Your instructions
Reproduce the entire listing below exactly.

Records shown
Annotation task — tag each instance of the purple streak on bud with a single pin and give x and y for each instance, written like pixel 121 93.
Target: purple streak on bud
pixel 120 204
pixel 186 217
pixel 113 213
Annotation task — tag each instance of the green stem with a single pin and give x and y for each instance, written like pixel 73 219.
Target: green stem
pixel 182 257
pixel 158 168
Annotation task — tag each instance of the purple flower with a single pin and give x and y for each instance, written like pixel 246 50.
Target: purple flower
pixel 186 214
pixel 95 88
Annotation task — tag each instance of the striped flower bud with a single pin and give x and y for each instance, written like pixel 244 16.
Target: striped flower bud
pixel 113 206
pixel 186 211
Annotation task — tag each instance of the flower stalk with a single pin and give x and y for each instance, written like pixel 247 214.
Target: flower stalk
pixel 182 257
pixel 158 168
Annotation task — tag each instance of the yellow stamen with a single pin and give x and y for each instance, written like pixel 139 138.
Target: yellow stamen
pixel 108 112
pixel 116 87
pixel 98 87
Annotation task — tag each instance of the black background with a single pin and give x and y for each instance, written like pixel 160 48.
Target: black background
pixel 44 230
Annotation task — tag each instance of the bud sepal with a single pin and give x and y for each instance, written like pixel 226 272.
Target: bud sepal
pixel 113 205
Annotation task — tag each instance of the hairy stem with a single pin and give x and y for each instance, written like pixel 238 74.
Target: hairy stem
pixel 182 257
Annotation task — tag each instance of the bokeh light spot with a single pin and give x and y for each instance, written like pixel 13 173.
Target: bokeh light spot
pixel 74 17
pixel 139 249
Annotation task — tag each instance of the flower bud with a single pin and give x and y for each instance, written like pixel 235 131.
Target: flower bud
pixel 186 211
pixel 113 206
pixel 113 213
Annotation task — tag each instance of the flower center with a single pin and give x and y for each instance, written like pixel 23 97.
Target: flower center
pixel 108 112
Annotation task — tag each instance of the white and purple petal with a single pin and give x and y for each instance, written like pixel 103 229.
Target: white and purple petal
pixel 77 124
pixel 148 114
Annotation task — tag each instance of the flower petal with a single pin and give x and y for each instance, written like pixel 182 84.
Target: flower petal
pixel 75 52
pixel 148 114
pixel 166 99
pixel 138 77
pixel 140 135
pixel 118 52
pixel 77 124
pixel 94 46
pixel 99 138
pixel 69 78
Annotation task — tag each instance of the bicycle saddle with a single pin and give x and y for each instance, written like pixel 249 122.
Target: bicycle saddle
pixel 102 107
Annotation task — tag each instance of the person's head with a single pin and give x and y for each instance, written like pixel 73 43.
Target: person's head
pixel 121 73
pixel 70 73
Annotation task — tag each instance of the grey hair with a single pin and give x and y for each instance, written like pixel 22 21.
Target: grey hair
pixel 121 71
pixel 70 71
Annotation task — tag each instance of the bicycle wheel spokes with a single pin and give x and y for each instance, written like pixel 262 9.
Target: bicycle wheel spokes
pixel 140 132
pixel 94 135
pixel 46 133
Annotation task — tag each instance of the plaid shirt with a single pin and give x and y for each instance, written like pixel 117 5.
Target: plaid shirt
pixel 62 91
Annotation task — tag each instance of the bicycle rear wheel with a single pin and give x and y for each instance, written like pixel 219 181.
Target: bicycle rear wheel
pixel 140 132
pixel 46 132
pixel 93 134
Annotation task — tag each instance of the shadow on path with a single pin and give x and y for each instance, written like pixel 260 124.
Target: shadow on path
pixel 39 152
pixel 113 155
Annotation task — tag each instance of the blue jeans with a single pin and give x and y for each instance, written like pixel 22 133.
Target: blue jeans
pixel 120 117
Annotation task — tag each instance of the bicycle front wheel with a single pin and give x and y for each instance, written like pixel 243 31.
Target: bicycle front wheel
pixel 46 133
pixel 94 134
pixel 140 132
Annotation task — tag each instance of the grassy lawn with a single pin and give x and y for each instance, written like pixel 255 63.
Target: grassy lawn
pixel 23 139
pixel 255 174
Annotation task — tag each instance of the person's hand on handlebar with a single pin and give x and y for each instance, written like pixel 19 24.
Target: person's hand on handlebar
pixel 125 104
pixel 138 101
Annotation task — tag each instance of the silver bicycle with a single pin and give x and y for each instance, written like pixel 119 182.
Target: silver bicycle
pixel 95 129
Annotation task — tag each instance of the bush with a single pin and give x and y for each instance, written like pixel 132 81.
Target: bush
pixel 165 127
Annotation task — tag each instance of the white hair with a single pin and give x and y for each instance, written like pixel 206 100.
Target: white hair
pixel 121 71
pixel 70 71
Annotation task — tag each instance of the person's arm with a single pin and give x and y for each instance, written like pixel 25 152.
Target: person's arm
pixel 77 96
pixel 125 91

Answer area
Annotation task — tag each instance of the purple streak on bud with a single pin and give x and y for each instance, written like pixel 121 93.
Target: purple streak on bud
pixel 120 204
pixel 186 217
pixel 113 213
Annotation task — tag each instance of the green stem with a single pin and give x and y for each instance, written like pixel 73 219.
Target: green stem
pixel 182 257
pixel 158 168
Annotation task — tag each instance of the purple flower with a single pin and give x and y for each instance, written like pixel 246 50.
Target: purple flower
pixel 186 214
pixel 95 88
Annotation task — tag each instance of the striped flower bud with a single pin and give x and y for each instance, written like pixel 244 16.
Target: striped flower bud
pixel 113 206
pixel 186 211
Annotation task — tag each instance of the flower stalk with a single pin and give x and y for each instance, written like pixel 247 214.
Target: flower stalk
pixel 182 257
pixel 158 168
Annotation task — tag each instance of the yellow stamen with a single pin and give x and y for each instance, written like pixel 139 138.
Target: yellow stamen
pixel 108 112
pixel 116 87
pixel 98 87
Annotation task — tag each instance of the black background with a single pin and give x and y for each instance, written like pixel 160 48.
Target: black background
pixel 44 230
Annotation task — tag each instance of the bud sepal with a single pin and give x and y for each instance, written like pixel 226 272.
Target: bud sepal
pixel 113 205
Annotation task — tag each instance of the hairy stem with a single pin and give x and y for each instance, written like pixel 238 74.
Target: hairy stem
pixel 182 257
Annotation task — tag each instance of the bokeh light spot with a single pin and give x and y for each instance, written like pixel 13 173.
Target: bokeh light spot
pixel 74 17
pixel 139 249
Annotation task — tag each instance of the flower bud with a single pin and give x and y for each instance, written like pixel 235 131.
Target: flower bud
pixel 186 211
pixel 113 206
pixel 113 213
Annotation task — tag each instance of the flower center with a single pin and give x and y for each instance, written like pixel 23 97.
Target: flower center
pixel 108 112
Annotation task — tag each instance of the white and purple petal with a single pin and give x and y for each instance, written like pixel 103 229.
Target: white and purple petal
pixel 77 124
pixel 148 114
Annotation task — tag each instance of the flower petal with a single pin and give x and y for each instance, written like pixel 182 84.
Target: flower petal
pixel 75 52
pixel 148 114
pixel 166 99
pixel 138 77
pixel 140 135
pixel 118 52
pixel 77 124
pixel 94 46
pixel 99 138
pixel 69 78
Annotation task — tag each instance of the bicycle saddle with a single pin and give x and y for each instance, written like pixel 249 122.
Target: bicycle saddle
pixel 102 107
Annotation task — tag each instance of the person's head with a single pin and give x and y for each instance, written like pixel 73 43.
Target: person's head
pixel 121 73
pixel 70 73
Annotation task — tag each instance of the grey hair with a single pin and give x and y for each instance, written like pixel 22 21.
Target: grey hair
pixel 121 71
pixel 70 71
Annotation task — tag each instance of the bicycle wheel spokes with a single pin and give x and y for each instance, written like pixel 262 9.
Target: bicycle wheel spokes
pixel 140 132
pixel 94 135
pixel 46 133
Annotation task — tag each instance of the plaid shirt with a single pin and give x and y for each instance, written like pixel 117 5.
Target: plaid shirt
pixel 62 91
Annotation task — tag each instance of the bicycle rear wheel with a single pin and give x and y for each instance, written like pixel 219 181.
Target: bicycle rear wheel
pixel 140 132
pixel 46 132
pixel 93 134
Annotation task — tag each instance of the shadow on path with a single pin and give x and y for each instance, written like pixel 260 124.
Target: shadow on path
pixel 39 152
pixel 113 155
Annotation task — tag each instance of the blue jeans with a single pin and give x and y for each instance, written like pixel 22 133.
Target: blue jeans
pixel 120 117
Annotation task — tag each instance of the bicycle front wheel with a single pin and give x and y for each instance, written like pixel 243 31.
Target: bicycle front wheel
pixel 46 133
pixel 94 134
pixel 140 132
Annotation task — tag each instance of the grassy lawn with a single pin and give x and y for each instance, written like pixel 255 63.
Target: grassy lawn
pixel 23 139
pixel 255 174
Annotation task — tag each instance of the person's hand on handlebar with a single pin and give x and y for each instance, written like pixel 19 24.
Target: person's hand on handlebar
pixel 125 104
pixel 138 101
Annotation task — tag each instance of the silver bicycle with a single pin and give x and y for each instance, written like pixel 119 182.
Target: silver bicycle
pixel 95 129
Annotation task — tag each instance of the bush with a single pin and give x and y for each instance, written like pixel 132 81.
Target: bush
pixel 165 127
Annotation task — tag each instance of the white hair with a single pin and give x and y for each instance, written like pixel 206 100.
Target: white hair
pixel 121 71
pixel 70 71
Annotation task — tag each instance of the person's arm with a single pin and give x and y for each instance, written like pixel 25 152.
Target: person's arm
pixel 77 96
pixel 125 91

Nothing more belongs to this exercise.